Count the lines in the data below that contain the string "jersey", treating uppercase and lowercase as different. Reply with the number only.

Source records:
***
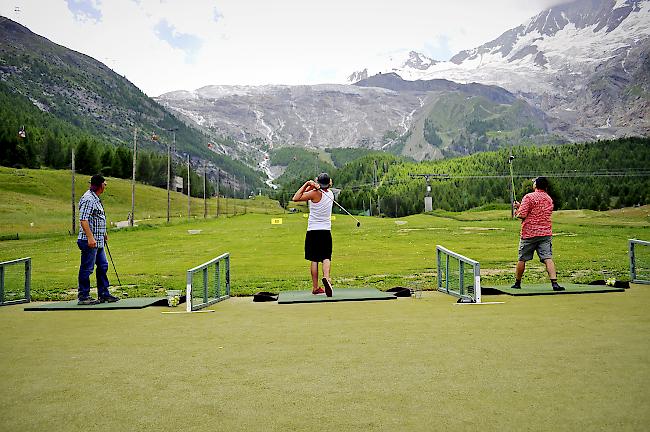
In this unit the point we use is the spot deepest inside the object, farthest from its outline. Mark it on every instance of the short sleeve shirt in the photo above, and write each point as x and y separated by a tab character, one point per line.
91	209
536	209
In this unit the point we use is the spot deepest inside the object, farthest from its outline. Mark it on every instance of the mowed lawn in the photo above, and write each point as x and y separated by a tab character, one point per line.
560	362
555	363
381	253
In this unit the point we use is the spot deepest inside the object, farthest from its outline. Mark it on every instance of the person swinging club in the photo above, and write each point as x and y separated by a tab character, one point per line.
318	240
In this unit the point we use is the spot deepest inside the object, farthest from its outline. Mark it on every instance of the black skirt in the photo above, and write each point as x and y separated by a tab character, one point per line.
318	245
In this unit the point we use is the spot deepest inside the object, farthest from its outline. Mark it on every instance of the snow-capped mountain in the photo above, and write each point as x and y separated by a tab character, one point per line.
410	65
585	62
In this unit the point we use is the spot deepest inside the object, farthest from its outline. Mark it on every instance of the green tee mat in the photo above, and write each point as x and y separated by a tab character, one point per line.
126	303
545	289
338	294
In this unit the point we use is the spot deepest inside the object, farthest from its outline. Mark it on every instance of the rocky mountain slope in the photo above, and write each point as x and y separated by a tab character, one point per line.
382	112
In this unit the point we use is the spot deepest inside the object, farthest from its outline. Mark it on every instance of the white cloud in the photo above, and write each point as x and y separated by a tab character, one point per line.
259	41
***
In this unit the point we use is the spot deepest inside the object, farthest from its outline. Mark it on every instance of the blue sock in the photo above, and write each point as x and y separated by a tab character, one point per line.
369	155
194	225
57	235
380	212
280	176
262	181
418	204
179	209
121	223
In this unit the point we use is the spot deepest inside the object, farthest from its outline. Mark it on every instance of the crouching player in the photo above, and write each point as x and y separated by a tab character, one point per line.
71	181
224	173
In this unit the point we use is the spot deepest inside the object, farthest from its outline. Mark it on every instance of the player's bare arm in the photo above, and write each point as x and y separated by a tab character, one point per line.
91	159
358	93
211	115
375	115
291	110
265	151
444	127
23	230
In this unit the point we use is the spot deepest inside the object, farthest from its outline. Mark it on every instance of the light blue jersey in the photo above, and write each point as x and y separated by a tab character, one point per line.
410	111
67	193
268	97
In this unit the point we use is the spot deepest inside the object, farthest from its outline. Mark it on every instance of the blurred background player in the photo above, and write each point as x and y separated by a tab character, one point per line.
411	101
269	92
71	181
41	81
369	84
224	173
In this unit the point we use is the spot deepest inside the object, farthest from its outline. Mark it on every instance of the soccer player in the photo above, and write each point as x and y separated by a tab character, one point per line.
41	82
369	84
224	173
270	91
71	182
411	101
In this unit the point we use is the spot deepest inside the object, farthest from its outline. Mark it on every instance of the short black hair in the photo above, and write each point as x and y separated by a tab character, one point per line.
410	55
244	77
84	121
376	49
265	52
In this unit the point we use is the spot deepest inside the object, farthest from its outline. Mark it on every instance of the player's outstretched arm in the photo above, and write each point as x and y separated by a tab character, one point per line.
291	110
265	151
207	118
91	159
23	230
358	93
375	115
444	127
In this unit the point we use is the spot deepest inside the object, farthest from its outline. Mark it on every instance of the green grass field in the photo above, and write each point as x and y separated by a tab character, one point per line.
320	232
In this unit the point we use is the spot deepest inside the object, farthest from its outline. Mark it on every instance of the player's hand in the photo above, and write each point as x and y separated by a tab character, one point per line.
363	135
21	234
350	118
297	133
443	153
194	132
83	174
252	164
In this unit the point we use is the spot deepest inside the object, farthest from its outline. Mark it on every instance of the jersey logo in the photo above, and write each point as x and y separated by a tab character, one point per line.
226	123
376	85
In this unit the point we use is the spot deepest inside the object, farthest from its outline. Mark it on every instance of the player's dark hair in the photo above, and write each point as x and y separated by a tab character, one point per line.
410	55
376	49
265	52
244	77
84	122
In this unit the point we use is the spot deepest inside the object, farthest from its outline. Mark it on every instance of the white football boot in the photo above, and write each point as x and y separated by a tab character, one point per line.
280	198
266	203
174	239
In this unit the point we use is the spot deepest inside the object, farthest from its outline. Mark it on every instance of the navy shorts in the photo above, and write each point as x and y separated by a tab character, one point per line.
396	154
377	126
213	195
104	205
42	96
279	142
***
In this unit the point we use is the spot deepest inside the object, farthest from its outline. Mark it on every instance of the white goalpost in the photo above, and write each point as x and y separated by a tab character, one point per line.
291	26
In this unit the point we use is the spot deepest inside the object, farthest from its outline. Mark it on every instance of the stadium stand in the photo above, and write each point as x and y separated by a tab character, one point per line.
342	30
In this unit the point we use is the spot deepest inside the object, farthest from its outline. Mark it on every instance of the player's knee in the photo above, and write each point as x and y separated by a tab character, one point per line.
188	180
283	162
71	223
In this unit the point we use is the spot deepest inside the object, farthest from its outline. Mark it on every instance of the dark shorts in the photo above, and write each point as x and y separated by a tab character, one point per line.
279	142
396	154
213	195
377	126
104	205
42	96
***
> _Expected answer_
2